* _EXERCISE TASKS_
• A. In the research group overview, what enzyme is named as an example of a vitamin B6-dependent enzyme?
• B. Pick up the research group overview after its last sentence and write the rest.
═══ EXCERPT TO READ ═══
The group is active since 2005 and its research was originally focused mainly on mitochondrial diseases. Our aims were to identify and characterize human genes involved in the biogenesis of the mitochondrial respiratory chain (RC), identify mutations in patients with RC defects, and to develop simple tools to characterize these mutants and to study the pathophysiology of these disorders and test novel therapeutic approaches. In the past years we have expanded our research focus to include also other metabolic diseases, as well as genetic disorders unrelated to cellular metabolism. Regarding the latter, we have developed a novel diagnostic strategy for genetic disorders based on NGS technology. Using a 2-level approach we now have the capability to provide a molecular diagnosis for over 90% of known genetic diseases in a clinical setting.
Based on our previous work we have developed three main lines of research, wich we are currently pursuing.
The first line of research deals with the biogenesis of the RC, in particular of Coenzyme Q biosynthesis and its regulation. Using CRISPR-CAS9 we have generated several KO cell lines for genes which are (or are presumed to be) involved in these processes. These cells were instrumental to determine the correct sequence of reactions in the CoQ biosynthetic pathway in humans.
The second one involves metabolic disorders, in particular vitamin B6-dependent enzymes such as ornithine aminotransferase (OAT). We are currently studying the molecular pathogenesis of OAT deficiency and therapeutic role of vitamin B6 and its vitamers in patients.
═══ RECORDS SUPPLIED ═══
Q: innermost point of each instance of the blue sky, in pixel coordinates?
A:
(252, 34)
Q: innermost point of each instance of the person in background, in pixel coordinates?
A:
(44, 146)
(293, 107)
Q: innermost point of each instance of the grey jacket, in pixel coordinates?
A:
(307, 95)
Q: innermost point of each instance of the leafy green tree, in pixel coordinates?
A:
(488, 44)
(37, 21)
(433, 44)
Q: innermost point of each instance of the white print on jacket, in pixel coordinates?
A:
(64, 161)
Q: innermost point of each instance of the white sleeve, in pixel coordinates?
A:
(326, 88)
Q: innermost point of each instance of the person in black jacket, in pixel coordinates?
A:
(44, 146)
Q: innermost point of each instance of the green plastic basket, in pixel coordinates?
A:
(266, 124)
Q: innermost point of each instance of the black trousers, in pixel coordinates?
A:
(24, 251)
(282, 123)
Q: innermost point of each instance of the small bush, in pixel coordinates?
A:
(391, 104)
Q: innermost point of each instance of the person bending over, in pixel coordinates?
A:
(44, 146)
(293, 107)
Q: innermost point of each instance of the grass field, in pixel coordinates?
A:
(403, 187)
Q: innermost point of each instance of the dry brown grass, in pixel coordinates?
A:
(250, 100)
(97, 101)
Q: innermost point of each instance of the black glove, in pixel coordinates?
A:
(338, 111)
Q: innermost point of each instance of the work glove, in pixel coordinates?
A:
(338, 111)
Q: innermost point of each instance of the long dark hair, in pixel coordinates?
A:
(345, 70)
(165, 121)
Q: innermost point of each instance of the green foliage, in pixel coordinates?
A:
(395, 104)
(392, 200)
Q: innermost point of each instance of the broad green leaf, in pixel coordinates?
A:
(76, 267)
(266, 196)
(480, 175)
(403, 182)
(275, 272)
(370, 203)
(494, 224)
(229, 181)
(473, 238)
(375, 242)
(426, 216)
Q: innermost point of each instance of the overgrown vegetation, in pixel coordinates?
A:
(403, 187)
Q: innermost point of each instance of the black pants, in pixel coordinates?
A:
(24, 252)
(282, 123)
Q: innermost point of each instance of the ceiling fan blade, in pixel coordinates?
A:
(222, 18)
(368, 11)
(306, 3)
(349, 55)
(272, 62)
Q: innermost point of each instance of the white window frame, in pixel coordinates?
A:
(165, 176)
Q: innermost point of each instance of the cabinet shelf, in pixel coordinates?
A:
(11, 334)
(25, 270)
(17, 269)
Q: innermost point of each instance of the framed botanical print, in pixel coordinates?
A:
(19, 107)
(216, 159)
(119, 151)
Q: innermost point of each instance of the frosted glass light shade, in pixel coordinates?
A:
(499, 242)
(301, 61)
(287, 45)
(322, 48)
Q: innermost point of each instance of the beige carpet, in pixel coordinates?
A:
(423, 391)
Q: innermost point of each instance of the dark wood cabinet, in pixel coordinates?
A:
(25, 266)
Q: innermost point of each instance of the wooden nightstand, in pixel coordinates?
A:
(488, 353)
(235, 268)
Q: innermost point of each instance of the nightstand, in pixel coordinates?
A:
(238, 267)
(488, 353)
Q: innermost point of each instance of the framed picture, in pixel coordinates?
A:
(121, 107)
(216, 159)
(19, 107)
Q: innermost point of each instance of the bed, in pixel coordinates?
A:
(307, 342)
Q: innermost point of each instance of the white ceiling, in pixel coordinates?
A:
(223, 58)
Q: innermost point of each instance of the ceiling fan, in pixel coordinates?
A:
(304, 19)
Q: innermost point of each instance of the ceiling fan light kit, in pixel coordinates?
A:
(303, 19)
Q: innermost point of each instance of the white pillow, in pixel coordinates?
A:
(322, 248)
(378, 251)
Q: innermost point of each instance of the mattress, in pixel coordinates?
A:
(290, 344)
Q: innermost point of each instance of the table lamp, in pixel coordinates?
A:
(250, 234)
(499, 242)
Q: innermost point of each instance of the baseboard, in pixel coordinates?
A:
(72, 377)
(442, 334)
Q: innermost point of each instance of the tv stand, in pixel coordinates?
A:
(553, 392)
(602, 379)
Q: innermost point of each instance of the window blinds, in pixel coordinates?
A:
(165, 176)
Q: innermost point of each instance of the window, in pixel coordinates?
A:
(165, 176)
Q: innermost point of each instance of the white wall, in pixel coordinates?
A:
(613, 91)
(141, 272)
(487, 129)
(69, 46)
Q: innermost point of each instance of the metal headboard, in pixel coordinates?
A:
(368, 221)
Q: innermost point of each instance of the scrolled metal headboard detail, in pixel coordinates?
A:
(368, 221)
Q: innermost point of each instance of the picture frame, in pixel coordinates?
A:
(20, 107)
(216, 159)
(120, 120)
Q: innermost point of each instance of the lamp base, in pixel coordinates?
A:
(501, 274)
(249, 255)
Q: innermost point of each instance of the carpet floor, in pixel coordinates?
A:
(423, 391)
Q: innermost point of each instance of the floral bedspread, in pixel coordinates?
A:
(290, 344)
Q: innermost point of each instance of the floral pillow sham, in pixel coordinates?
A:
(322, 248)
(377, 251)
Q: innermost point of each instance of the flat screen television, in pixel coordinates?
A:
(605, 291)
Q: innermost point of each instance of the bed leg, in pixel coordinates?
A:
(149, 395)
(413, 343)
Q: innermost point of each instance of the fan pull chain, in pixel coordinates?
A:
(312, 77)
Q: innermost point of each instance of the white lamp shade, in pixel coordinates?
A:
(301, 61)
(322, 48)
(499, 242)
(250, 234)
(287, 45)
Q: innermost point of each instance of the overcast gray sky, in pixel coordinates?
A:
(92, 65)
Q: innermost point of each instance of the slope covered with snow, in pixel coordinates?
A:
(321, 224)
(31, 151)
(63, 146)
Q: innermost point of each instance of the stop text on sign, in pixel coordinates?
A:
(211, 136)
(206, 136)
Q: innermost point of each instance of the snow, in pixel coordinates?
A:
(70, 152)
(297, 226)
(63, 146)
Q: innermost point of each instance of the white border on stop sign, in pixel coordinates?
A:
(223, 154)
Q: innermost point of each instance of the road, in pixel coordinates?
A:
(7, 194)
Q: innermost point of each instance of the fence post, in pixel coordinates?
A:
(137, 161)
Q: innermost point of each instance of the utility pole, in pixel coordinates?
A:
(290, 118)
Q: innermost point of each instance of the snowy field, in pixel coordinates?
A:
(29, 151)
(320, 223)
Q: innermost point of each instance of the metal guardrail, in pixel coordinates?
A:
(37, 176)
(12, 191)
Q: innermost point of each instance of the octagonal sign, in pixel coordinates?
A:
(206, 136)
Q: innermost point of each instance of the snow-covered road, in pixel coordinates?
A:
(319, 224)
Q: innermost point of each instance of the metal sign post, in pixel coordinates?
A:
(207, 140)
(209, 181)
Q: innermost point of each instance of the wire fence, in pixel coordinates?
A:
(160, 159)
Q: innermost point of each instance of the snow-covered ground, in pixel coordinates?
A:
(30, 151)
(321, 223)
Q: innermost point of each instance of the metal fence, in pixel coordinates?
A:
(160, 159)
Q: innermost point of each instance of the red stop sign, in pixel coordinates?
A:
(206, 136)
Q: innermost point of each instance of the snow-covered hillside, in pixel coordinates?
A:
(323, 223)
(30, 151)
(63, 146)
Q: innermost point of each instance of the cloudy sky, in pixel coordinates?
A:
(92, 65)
═══
* _ANSWERS PER TASK_
• A. Ornithine aminotransferase (OAT).

• B.
The last field of research deals with genetic diseases in general. The expansion of our diagnostic service has provided us with an incredible amount of genetic data (we have analyzed >3000 patients with NGS, for a variety of different conditions). The main limitation of this approach is that it is often very difficult to establish the pathogenicity of identified variants, especially of synonymous and missense exonic changes and of intronic variants outside the canonical splicing consensus. The reliability of prediction software is still problematic in a diagnostic setting; hence there is a clear necessity for experimental tools to validate these mutations. In the past years, we have developed several models from hybrid minigenes, to yeast, CRISPR-CAS9 edited human cells, and C. elegans that have allowed us to validate (or to dismiss ass neutral polymorphisms) many novel variants, and to establish genotype-phenotype correlations for different diseases. We have employed these strategies to identify three new genes associated with human diseases: MCM5, ADCK2, and TOGARAM.